## DESCRIPTION OF THE TASK
How many lines in the entries below contain the string "format", counting only matches with the same capitalization? Reply with the number alone.

## STORED ROWS
◆ ◆ ◆
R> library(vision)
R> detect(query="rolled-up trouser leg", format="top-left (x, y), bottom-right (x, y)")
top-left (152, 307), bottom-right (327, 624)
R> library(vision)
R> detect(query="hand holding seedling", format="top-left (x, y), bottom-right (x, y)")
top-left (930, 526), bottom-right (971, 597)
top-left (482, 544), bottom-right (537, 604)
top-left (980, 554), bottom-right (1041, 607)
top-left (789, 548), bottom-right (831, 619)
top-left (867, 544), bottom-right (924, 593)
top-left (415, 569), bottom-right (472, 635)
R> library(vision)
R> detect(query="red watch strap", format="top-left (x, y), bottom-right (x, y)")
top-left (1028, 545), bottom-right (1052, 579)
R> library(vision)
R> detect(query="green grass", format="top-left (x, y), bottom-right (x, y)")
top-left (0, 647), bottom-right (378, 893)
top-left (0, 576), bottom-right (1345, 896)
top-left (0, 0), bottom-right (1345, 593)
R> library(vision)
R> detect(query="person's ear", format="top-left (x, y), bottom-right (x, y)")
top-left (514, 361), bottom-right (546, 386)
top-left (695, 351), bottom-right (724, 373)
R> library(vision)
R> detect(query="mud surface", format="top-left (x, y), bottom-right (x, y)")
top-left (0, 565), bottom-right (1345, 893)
◆ ◆ ◆
## ANSWER FOR THIS EXERCISE
6